TASK DETAILS:
Treat the line containing "Check that each instance of the textured" as the first line and the final line of the material below as the last; reproduce that range exactly.

LISTING:

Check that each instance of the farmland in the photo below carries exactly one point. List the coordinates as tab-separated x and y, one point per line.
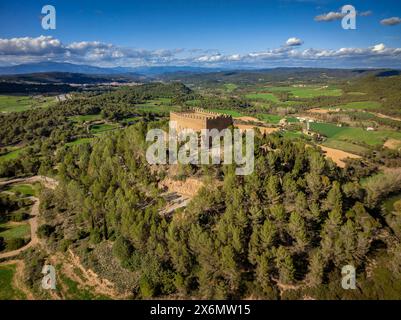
263	96
361	105
78	142
308	91
86	117
7	289
355	135
99	128
23	103
14	154
13	230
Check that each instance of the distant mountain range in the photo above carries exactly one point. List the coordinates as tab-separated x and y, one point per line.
49	66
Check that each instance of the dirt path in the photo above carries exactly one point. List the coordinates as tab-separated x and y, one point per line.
338	155
262	129
381	115
393	144
46	181
33	221
248	119
18	277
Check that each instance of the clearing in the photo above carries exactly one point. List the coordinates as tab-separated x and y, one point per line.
23	103
338	155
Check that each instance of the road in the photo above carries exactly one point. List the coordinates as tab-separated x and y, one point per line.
33	220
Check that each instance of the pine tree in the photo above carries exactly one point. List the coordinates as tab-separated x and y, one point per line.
297	230
285	265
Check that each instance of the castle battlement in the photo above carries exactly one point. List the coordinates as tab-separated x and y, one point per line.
198	118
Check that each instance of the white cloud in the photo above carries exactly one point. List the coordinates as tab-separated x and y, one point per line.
31	46
293	42
331	16
43	48
365	13
391	21
379	47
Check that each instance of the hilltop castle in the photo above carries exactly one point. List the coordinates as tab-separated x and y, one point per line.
198	119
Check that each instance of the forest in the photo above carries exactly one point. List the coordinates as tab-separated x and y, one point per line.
294	222
283	232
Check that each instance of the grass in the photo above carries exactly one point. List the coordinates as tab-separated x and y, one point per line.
14	154
25	189
7	290
86	117
389	203
263	96
232	113
309	91
75	292
12	231
345	146
292	119
292	134
151	107
354	135
23	103
355	93
192	102
270	118
327	129
361	105
230	87
78	142
98	128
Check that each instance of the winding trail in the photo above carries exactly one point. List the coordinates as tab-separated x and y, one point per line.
33	220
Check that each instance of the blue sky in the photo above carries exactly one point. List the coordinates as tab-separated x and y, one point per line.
235	33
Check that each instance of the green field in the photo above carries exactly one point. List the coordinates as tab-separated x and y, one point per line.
155	107
361	105
12	231
355	93
389	203
230	87
79	141
293	134
309	91
292	119
232	113
263	96
327	129
270	118
86	117
98	128
24	189
74	291
7	289
23	103
345	146
14	154
354	135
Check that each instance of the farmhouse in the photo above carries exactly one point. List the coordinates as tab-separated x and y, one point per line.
198	119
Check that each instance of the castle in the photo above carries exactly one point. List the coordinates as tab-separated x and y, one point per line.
198	119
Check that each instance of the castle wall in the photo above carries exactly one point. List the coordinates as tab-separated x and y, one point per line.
219	123
188	122
200	119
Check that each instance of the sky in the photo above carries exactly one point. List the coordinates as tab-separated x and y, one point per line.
230	33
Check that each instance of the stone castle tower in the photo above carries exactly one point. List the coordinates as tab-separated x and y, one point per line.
198	119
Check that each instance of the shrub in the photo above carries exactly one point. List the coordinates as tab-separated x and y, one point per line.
2	243
122	249
45	231
14	244
19	216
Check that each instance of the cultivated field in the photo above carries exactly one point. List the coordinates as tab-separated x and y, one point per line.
23	103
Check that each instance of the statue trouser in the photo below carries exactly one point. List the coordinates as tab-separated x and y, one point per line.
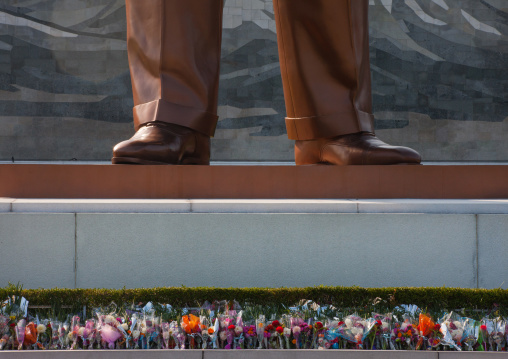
174	49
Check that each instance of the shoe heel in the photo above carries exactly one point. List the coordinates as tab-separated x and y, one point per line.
307	153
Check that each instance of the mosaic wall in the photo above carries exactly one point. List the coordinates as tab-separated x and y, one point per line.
439	71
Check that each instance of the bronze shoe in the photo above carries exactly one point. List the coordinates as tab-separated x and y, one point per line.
362	148
161	143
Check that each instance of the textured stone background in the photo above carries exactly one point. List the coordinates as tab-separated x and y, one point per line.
439	70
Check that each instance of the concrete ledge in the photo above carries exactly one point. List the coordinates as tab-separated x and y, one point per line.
246	354
436	206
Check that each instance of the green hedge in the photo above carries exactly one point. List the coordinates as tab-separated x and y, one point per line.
342	297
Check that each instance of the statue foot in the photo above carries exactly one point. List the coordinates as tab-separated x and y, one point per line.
161	143
362	148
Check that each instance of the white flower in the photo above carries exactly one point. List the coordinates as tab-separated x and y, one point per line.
41	328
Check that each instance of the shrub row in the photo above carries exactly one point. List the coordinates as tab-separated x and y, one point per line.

THE REPLY:
Check that each instance of the textured stone background in the photo above carries exactly one point. List the coordinates as tab-separated x and y, one point per line.
439	70
Check that each instance of the concrete ledge in the photo above carries exactly one point. List the coordinates as tab-separated x and y, one point per line.
246	354
436	206
Check that each instance of the green hedge in the photo above carries exactly one point. List the coordinates as tab-separated x and y, one point per line.
342	297
Check that each instance of the statue foot in the photo above carries exactly one point. List the coordinates as tab-separated x and y, one point per line.
161	143
362	148
Check that each instance of the white flower in the photo above carries exactly one point. List the coordinates as tab-separated x and y, one point per line.
41	328
Check that each instance of the shrub row in the photo above carries exactly one point. List the coordinates as tab-separated x and y, one point per line.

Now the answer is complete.